WORK TASK A - In the workers' compensation article, what was the average cost of claims that were first rejected but later paid?
WORK TASK B - Extend the workers' compensation article with a few more paragraphs that pick up right after its final quote.

READING PASSAGE -
Construction companies and engineering firms determined to hold down costs by rejecting workers’ compensation claims may be in for a rude surprise.
The denial rate for workers’ comp claims for all industries jumped by roughly a fifth between 2013 to 2017, to nearly 7% overall, according a new study by Lockton, the big insurance brokerage and risk advisor.
But instead of lowering costs, the rise in rejections only increased them, Lockton found.
About two out of three of rejected claims were eventually paid within the year. And when it came time to ante up, the cost for all businesses, including construction and engineering, was 55% higher, according to the study.
The average cost of accepted claims was $10,153. For those initially rejected but later paid, the cost rose to $15,694.
The cost of claims to an employer depends on the design of the workers' comp policy and whether it includes any self-insured retentions or deductibles. The key for companies and insurers is to take a careful, case-by-case look and avoid sweeping judgments or efforts to control costs that won’t later stand up in court.
“If there is an approach either broadly denying or accepting claims, that is certainly not the way to go,” says Paul Primavera, executive vice president and claims advisory practice leader for Lockton. “It could come back to cost you more money even though you could be perceived as aggressive.”

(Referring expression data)
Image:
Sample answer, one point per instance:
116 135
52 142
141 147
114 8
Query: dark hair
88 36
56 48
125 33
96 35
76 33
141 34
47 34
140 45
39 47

ANSWER A - $15,694

ANSWER B -
Contractors and other companies in California wind up paying some of the biggest increased costs when it comes to claims that were initially denied, only to be reversed. Accepted claims in California averaged $16,833, compared to $27,419 for claims that were later accepted, according to Lockton. In Florida, the comparable numbers were $7,226 for accepted claims and $9,264 for rejected claims later paid.
Legal Expenses Are Key
Legal expenses are the most obvious reason companies end up paying down the line for a claim after initially rejecting it.
The average cost of rejected claims that wound up in court was even higher than the already high average for claims paid after an initial rejection, with total costs averaging nearly $37,000, according to the Lockton study.
But another factor is the loss of control over the medical treatment a worker receives—once the claim is rejected, the company effectively loses the ability to pick the doctors and treatment facilities, Primavera says. That, in turn, can lead to more expensive care.
“You lose some manageability in terms of the medical network,” Primavera notes.
In order to avoid denials that later come back to bite them, construction firms, contractors and other companies need to investigate thoroughly, he advises.
Some cases will involve gray areas that need to be thoroughly explored, even if on the surface they seem to support a denial. These might include the potential for a preexisting injury or an injury for which there was no other witness than the employee.
In such cases, the company or its consultants should research the decision of the local workers’ comp board to see how they have ruled in similar situations, Primavera says.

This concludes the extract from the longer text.